▶ _Task_: Starting with the line containing "Hi there — if you don't mind, please find the wood" and going on through the line containing "299;199;311;215", write out every line of the items again, adding -9 to each bounding box coordinate in the answers and leaving all other text unchanged.

** begin Entries supplied **

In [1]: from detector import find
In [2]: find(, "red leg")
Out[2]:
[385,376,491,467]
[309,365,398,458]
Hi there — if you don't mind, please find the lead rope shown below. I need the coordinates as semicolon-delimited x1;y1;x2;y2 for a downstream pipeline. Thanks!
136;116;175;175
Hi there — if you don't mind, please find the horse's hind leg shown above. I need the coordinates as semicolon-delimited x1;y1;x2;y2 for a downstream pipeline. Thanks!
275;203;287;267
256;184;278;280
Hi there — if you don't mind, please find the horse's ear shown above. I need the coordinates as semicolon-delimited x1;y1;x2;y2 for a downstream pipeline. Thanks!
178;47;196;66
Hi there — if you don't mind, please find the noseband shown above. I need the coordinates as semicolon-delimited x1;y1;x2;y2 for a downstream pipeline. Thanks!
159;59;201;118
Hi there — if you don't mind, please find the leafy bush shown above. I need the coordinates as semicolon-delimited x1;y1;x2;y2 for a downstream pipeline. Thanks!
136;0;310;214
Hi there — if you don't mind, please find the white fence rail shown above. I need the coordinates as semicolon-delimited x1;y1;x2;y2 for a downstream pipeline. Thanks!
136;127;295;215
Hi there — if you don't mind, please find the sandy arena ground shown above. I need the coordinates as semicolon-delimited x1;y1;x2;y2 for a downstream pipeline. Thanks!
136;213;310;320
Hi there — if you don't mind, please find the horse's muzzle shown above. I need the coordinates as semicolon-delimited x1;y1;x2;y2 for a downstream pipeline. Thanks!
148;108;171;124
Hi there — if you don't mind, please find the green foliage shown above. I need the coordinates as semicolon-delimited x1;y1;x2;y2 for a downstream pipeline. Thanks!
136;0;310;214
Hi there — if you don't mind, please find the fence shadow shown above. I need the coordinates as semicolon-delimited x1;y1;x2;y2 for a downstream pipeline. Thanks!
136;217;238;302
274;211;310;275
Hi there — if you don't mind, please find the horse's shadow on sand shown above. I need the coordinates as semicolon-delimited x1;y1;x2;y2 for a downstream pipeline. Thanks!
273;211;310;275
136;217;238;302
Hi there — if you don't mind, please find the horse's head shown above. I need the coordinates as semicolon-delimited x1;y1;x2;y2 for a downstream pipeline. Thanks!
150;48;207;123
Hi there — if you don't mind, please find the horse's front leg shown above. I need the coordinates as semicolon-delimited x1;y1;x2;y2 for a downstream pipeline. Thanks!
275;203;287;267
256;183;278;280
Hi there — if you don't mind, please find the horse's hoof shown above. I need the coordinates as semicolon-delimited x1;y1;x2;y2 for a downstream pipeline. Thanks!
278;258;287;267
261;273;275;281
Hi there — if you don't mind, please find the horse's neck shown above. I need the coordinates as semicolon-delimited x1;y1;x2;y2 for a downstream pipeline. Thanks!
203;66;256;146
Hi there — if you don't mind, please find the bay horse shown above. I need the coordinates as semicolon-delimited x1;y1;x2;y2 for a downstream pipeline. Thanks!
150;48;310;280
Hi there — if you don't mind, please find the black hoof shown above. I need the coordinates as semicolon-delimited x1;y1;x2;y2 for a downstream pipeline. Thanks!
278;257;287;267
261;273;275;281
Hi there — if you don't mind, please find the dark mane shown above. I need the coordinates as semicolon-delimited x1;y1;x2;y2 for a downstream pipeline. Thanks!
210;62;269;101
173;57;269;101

** end Entries supplied **
** begin Entries supplied **

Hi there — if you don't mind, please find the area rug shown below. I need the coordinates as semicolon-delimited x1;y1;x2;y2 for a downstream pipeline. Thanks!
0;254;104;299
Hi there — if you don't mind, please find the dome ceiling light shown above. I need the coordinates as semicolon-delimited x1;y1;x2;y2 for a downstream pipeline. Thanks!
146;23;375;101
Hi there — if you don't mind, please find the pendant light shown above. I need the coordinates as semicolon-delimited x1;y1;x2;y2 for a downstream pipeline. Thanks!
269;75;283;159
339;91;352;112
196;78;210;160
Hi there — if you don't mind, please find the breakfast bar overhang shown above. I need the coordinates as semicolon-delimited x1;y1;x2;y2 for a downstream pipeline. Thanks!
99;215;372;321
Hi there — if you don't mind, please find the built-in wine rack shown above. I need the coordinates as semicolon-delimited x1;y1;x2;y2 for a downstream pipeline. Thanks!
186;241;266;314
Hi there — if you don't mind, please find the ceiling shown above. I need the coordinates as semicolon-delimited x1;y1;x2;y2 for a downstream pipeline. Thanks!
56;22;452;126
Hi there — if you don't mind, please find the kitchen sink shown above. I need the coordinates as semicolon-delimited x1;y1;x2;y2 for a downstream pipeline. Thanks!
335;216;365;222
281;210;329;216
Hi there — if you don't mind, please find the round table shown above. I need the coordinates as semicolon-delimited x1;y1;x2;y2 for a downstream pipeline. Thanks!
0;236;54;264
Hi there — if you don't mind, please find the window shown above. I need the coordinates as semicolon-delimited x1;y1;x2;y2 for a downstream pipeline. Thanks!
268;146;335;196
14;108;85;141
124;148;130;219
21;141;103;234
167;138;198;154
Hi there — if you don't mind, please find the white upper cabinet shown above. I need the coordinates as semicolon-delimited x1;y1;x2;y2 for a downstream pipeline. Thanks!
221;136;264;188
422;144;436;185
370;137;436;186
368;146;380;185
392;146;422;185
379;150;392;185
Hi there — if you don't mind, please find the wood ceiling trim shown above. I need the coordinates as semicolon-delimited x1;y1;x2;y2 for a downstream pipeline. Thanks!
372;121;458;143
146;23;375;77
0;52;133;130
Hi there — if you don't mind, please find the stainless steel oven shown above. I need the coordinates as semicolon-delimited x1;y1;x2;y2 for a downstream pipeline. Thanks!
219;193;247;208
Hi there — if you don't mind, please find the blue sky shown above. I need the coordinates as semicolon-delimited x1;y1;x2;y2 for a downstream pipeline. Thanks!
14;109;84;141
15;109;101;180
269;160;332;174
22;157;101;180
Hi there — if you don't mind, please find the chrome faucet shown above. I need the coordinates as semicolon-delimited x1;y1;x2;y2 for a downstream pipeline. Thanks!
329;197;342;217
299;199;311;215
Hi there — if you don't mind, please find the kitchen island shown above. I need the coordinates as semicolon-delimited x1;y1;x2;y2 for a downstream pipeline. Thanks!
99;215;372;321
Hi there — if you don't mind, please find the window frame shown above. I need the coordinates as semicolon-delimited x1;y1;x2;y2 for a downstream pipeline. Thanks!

** end Entries supplied **

▶ _Complete response_:
Hi there — if you don't mind, please find the wood ceiling trim shown above. I need the coordinates as semicolon-delimited x1;y1;x2;y2 for a downstream pipeline. Thanks!
363;112;449;134
137;14;366;68
-9;43;124;121
Hi there — if you don't mind, please find the stainless steel oven shown above. I need the coordinates as semicolon-delimited x1;y1;x2;y2 for a downstream pipeline. Thanks!
210;184;238;199
Hi there — if you don't mind, please find the blue sky shown above. I need the coordinates as semicolon-delimited x1;y1;x2;y2 for a downstream pipeline. Thanks!
5;100;75;132
6;100;92;171
260;151;323;165
13;148;92;171
Hi there — if you don't mind, please find the chrome faucet shown above. I need the coordinates as semicolon-delimited x1;y1;x2;y2 for a downstream pipeline. Thanks!
320;188;333;208
290;190;302;206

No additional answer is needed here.